CVPR 2025 Image Generation dataset bias synthetic dataset diffusion model CLIP bi-level semantic alignment quality assurance transfer learning

lbGen: Low-Biased General Annotated Dataset Generation¶

Conference: CVPR 2025
arXiv: 2412.10831
Code: https://github.com/vvvvvjdy/lbGen
Area: Image Generation
Keywords: dataset bias, synthetic dataset, diffusion model, CLIP, bi-level semantic alignment, quality assurance, transfer learning

TL;DR¶

The lbGen framework is proposed to fine-tune Stable Diffusion through bi-level semantic alignment (global adversarial + individual cosine similarity) and quality assurance losses. Using only category names, it generates a low-biased general annotated dataset. Backbones pretrained on this dataset outperform those trained on real ImageNet data by 1.7%~2.1% in average transfer accuracy.

* **Dataset excerpts**

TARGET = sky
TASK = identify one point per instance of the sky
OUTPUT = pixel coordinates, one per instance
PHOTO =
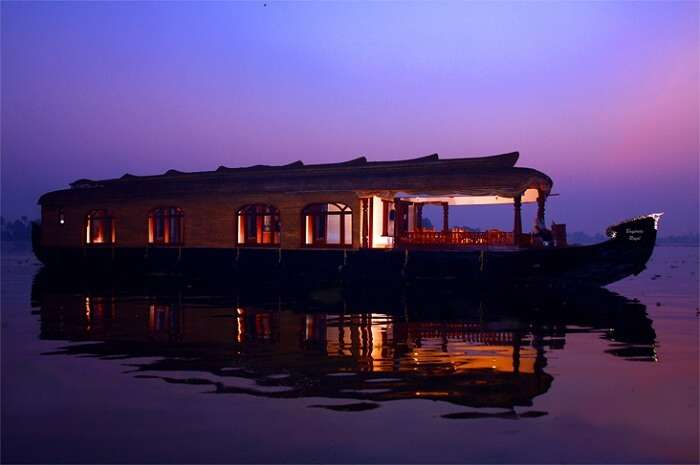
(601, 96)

--

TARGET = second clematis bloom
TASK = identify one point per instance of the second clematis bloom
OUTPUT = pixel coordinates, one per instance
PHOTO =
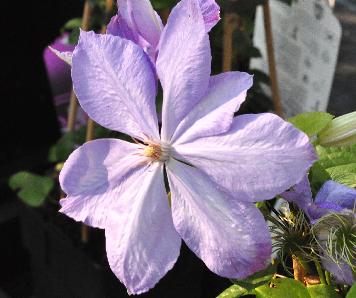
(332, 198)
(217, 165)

* **Work to do**
[1] In the lbGen summary, how does the framework fine-tune Stable Diffusion, and what is the only input it needs to generate its dataset? Answer in one to three sentences.
[2] Continue the lbGen summary, starting after its last sentence.

* **Final results**
[1] lbGen fine-tunes Stable Diffusion with two kinds of losses. The first is bi-level semantic alignment, which pairs a global adversarial term with an individual cosine-similarity term. The second is a set of quality assurance losses, and with these in place the framework needs only category names to generate a low-biased general annotated dataset.

[2]
Background & Motivation¶

Background: Pretraining backbone networks on general annotated datasets (such as ImageNet) is a foundational step for various vision tasks. Recent advances in diffusion models have enabled the direct synthesis of annotated image data.

Limitations of Prior Work: (1) Manually collected datasets like ImageNet exhibit implicit data biases (e.g., fixed backgrounds, styles, and object locations for specific categories). Backbone networks capture these non-transferable shortcut features during pretraining, leading to degraded cross-domain/cross-category generalization. (2) Existing synthetic datasets (e.g., GenRobust, RealFake) mainly mimic the ImageNet distribution without considering bias reduction. (3) Re-collecting low-biased data manually is extremely expensive and inevitably introduces new biases.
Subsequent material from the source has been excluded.